**Alıştırma Yönergesi**
Aşağıdaki kayıtların başından "[[514, 540], [439, 535], [418, 519]]" içeren satıra kadar (bu satır dahil) bütün satırları, istek satırları da dahil olmak üzere yeniden yazın. Yalnızca cevaplardaki koordinatların her sayısına 10 ekleyin; isteklerdeki örnek biçimlerde yer alan sayılar değişmesin.

(Etiketli nesne işaretleme kayıtları)
^^^^^^^^

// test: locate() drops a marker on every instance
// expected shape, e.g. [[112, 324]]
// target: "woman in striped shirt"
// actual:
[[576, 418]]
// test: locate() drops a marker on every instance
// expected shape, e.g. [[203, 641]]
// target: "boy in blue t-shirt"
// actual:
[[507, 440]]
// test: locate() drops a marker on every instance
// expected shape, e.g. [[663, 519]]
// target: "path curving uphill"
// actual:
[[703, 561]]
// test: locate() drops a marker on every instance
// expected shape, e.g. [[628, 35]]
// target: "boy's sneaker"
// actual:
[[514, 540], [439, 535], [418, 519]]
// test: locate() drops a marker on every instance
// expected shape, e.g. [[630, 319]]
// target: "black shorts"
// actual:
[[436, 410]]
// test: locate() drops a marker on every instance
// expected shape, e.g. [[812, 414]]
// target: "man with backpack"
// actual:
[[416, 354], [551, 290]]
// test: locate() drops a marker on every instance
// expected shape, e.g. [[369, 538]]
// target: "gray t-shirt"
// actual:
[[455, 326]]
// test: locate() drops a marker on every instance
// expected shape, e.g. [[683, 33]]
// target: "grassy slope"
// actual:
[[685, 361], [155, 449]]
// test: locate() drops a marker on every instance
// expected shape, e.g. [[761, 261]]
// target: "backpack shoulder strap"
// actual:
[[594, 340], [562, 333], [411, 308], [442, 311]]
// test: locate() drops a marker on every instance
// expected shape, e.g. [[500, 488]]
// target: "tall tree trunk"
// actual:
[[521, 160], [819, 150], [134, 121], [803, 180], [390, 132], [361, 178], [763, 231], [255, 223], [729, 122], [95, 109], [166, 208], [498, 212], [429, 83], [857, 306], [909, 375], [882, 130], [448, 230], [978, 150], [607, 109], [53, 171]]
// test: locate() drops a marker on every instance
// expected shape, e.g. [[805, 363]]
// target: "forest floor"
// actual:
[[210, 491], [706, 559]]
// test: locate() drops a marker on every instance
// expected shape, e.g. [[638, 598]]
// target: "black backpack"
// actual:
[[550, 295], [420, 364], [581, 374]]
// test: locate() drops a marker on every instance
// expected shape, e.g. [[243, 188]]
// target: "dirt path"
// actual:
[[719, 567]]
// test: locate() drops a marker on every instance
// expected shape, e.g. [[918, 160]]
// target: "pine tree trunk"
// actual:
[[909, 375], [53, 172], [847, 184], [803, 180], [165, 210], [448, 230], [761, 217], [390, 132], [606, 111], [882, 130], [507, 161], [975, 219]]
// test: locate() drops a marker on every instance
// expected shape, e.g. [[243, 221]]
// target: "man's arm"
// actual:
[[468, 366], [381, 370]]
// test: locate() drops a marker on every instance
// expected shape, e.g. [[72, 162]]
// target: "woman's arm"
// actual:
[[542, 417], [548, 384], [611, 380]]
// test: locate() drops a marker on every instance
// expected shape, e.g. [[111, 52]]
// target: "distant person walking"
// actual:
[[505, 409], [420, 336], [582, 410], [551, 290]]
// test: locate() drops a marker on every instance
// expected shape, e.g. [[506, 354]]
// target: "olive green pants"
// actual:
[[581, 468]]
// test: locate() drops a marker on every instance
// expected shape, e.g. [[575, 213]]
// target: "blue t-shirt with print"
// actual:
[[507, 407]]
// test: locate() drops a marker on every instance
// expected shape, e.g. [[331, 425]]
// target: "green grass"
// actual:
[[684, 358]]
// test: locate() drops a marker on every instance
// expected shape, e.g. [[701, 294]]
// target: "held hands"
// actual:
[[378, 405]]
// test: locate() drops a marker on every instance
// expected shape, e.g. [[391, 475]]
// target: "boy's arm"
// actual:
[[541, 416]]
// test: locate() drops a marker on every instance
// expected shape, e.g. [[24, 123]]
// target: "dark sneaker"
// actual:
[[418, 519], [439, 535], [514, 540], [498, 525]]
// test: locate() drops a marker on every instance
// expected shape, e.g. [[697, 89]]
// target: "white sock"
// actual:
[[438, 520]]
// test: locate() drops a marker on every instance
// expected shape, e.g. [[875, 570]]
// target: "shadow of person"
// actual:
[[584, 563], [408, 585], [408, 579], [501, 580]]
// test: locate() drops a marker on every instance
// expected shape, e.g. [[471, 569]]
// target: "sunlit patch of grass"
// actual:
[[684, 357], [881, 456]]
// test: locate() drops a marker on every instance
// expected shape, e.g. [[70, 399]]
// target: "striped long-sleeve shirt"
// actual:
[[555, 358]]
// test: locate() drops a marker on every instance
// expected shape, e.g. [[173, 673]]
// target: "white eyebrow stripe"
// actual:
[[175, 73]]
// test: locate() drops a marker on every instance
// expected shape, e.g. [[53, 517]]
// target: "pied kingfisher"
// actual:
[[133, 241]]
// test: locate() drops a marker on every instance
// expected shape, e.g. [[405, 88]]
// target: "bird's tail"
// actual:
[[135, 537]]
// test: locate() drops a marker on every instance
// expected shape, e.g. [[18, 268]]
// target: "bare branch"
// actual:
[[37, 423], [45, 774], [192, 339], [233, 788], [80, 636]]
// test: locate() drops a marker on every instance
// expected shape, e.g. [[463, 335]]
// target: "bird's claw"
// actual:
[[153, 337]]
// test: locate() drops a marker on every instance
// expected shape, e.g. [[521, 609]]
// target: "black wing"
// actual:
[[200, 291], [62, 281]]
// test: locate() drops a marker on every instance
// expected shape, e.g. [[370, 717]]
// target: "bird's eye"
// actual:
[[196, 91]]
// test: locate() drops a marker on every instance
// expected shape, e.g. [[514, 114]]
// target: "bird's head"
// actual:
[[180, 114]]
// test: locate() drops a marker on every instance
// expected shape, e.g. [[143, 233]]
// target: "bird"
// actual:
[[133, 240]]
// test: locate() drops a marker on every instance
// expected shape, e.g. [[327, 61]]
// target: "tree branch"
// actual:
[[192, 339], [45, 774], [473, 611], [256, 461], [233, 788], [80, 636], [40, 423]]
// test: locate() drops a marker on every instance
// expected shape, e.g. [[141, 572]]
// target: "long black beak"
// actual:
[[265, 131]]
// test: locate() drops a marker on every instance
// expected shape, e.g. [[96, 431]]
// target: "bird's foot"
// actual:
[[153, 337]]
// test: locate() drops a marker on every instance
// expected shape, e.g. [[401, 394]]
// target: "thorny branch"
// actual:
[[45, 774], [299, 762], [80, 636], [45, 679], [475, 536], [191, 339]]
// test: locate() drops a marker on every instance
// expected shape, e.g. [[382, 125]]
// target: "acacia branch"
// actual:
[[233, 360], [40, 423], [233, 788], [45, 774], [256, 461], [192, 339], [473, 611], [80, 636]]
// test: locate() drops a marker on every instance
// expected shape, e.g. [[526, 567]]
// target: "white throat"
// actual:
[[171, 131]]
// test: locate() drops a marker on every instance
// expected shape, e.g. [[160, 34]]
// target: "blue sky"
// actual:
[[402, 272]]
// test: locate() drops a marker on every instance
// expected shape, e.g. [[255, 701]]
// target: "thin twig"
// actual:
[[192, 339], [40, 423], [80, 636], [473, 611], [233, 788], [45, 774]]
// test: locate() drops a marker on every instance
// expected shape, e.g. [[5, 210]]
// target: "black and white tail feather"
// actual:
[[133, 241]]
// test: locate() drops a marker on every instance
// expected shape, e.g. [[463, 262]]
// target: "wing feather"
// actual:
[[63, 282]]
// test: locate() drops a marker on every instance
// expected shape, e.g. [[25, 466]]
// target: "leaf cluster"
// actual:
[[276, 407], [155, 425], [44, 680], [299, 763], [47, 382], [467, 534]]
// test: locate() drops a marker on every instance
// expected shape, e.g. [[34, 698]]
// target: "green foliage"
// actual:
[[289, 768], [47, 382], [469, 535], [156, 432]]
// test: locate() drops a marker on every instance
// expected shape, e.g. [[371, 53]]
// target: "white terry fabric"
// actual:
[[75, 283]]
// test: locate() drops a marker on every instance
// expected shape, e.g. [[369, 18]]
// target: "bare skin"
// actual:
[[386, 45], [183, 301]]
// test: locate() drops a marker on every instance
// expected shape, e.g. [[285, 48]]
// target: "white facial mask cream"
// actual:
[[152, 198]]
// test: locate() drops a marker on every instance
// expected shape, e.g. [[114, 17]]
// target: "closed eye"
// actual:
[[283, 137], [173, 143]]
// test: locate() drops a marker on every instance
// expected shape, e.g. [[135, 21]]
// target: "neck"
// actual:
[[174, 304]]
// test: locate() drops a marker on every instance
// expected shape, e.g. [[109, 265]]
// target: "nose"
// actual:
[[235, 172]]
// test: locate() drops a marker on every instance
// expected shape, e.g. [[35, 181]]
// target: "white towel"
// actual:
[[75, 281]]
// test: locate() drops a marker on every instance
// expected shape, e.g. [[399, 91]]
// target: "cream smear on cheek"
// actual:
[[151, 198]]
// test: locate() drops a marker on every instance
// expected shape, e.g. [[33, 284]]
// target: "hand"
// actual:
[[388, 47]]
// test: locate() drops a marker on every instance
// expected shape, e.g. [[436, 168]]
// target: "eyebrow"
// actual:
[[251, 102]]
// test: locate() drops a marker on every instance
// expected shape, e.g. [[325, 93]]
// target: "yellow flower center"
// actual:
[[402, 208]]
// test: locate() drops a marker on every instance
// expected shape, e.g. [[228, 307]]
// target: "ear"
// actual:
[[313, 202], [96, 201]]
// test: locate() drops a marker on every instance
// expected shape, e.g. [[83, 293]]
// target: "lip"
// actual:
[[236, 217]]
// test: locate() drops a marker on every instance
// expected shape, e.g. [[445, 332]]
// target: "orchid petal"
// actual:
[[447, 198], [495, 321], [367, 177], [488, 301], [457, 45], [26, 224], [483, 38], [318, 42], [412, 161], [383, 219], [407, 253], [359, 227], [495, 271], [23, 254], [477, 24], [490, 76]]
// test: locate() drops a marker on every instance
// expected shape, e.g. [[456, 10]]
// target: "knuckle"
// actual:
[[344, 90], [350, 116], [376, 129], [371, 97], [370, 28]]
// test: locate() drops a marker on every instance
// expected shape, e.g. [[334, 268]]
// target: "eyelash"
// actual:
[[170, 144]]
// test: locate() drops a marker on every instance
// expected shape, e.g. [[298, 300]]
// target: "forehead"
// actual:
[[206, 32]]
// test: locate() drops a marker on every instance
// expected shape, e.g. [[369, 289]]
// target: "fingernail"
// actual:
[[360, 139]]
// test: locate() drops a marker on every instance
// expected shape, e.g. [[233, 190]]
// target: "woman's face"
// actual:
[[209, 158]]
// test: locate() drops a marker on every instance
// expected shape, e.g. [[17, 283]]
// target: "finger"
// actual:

^^^^^^^^

**Görev Çıktısı**
// test: locate() drops a marker on every instance
// expected shape, e.g. [[112, 324]]
// target: "woman in striped shirt"
// actual:
[[586, 428]]
// test: locate() drops a marker on every instance
// expected shape, e.g. [[203, 641]]
// target: "boy in blue t-shirt"
// actual:
[[517, 450]]
// test: locate() drops a marker on every instance
// expected shape, e.g. [[663, 519]]
// target: "path curving uphill"
// actual:
[[713, 571]]
// test: locate() drops a marker on every instance
// expected shape, e.g. [[628, 35]]
// target: "boy's sneaker"
// actual:
[[524, 550], [449, 545], [428, 529]]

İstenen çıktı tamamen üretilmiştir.